[Stored data entries]
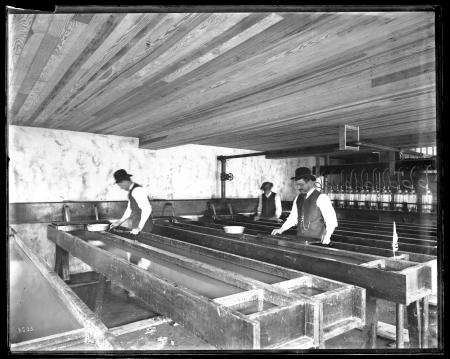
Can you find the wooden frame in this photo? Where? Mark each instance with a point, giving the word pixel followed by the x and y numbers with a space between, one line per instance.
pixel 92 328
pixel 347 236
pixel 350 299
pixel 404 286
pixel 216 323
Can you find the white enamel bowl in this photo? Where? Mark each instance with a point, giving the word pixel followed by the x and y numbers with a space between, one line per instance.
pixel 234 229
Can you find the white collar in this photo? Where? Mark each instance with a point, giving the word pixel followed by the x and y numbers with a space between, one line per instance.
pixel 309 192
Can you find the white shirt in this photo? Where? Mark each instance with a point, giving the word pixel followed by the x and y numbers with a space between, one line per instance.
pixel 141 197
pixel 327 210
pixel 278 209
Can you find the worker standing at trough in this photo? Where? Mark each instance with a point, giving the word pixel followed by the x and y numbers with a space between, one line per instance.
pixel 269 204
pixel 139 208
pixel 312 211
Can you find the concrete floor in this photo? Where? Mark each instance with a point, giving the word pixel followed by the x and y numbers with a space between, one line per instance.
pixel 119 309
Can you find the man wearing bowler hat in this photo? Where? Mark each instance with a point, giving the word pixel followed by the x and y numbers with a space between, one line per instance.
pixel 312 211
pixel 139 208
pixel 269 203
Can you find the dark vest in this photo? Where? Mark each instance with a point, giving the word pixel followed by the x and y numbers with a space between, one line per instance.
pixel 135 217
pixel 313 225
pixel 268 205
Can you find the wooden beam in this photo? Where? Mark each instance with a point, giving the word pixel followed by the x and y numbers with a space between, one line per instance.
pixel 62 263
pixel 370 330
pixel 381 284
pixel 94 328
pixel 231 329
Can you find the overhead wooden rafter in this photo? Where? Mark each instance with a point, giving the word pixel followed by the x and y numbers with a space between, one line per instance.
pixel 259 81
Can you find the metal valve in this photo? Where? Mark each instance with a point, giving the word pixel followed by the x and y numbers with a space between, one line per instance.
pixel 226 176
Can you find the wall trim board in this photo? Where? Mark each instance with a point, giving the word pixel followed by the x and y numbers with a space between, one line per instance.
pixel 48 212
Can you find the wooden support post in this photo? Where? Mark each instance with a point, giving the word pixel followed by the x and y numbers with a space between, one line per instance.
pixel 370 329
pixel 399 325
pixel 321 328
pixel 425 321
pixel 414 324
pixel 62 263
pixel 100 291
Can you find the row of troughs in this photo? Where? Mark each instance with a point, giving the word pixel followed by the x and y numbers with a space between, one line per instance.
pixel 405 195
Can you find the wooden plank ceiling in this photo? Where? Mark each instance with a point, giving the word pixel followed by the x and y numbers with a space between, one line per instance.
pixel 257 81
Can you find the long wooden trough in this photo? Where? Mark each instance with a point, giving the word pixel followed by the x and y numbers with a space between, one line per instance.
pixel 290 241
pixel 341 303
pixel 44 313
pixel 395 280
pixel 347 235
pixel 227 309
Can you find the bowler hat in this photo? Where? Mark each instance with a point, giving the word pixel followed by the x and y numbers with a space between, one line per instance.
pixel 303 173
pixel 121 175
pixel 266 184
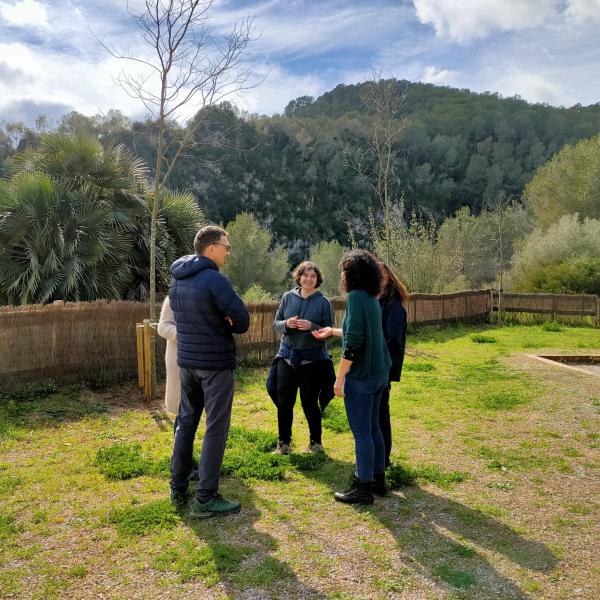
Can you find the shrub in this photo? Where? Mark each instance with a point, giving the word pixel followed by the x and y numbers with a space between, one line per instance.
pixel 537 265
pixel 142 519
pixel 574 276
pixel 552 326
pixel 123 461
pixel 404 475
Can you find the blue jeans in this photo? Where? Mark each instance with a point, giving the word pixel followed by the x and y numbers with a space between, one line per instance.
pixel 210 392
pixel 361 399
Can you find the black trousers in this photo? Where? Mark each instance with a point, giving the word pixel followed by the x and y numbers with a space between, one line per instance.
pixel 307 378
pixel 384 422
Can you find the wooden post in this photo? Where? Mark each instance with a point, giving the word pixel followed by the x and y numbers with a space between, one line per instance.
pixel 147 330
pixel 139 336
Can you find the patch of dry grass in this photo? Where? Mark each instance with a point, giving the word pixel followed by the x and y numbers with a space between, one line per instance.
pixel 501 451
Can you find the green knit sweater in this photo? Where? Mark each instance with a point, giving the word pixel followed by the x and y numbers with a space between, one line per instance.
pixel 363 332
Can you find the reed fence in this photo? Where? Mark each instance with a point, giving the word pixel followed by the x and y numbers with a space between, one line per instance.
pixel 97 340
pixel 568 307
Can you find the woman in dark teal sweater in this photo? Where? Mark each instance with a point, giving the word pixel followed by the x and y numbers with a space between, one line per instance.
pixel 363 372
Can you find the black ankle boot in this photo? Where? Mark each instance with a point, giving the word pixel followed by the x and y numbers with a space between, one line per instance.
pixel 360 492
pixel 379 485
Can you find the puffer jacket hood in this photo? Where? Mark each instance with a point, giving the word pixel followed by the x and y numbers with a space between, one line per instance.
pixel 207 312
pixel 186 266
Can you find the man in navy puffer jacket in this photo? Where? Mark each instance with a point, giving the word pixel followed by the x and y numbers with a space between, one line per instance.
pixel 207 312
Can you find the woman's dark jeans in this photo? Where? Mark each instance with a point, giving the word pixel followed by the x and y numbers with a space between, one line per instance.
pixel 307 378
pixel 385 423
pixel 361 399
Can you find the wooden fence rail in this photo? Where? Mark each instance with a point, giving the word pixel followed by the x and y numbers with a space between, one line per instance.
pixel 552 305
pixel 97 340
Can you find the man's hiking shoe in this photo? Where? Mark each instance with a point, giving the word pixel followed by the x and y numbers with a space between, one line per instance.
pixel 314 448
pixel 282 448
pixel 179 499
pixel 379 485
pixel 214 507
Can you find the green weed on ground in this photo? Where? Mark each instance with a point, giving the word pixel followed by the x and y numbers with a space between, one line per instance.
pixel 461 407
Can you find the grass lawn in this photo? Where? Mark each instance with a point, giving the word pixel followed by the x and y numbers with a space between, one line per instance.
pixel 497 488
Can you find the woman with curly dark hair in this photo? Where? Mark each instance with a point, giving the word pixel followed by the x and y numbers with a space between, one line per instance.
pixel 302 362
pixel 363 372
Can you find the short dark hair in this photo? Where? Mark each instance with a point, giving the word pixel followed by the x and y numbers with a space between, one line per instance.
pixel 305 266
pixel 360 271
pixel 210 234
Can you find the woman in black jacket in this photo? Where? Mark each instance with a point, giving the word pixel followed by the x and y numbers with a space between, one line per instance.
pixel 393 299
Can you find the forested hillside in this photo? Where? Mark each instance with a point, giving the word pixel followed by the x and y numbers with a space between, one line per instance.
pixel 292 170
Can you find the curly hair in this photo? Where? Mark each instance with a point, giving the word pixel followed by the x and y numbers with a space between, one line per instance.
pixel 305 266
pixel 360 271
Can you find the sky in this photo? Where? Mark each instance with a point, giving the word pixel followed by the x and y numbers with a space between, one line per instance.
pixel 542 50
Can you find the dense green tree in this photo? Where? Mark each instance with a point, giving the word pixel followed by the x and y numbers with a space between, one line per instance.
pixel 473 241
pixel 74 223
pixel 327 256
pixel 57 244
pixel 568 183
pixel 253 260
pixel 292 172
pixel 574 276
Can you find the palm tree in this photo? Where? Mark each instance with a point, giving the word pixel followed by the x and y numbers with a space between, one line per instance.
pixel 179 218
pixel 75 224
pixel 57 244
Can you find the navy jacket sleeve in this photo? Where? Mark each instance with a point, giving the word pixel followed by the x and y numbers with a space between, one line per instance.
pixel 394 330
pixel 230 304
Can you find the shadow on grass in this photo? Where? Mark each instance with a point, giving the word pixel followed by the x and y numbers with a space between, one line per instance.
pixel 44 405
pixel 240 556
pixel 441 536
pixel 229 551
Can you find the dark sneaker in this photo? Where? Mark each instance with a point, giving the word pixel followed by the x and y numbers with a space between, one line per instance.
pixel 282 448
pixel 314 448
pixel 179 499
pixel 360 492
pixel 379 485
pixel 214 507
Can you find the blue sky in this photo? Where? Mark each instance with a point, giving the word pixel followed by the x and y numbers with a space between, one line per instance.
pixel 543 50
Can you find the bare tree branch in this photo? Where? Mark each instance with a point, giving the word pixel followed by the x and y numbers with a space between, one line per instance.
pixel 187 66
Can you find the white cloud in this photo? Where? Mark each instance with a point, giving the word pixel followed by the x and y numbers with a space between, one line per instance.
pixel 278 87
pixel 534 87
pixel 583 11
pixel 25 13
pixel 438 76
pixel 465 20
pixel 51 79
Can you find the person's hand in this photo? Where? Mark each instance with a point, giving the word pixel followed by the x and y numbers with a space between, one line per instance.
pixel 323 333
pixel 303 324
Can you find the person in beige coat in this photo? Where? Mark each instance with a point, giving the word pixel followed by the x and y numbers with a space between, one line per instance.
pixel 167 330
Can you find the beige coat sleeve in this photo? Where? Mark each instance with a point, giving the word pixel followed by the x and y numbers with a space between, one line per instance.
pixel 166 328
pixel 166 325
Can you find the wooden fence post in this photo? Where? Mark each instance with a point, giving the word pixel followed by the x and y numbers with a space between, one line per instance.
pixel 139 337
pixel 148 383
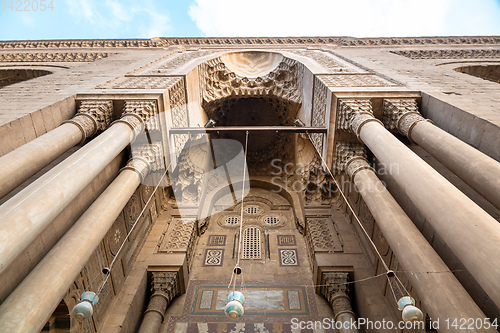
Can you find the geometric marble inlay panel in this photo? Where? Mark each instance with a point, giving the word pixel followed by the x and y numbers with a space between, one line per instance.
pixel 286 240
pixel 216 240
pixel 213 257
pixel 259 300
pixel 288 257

Exercise aim:
Print, exactly as they appear above, the lines running from the one with "Can you find the geometric" through the final line.

Problem solution:
Can you find the geometric marble inlay panel in this photo? Where? Mark each instance with a point, giving the word pixel followed by the x and y numbers with a space between, one line per instance.
pixel 286 240
pixel 216 240
pixel 213 257
pixel 259 300
pixel 288 257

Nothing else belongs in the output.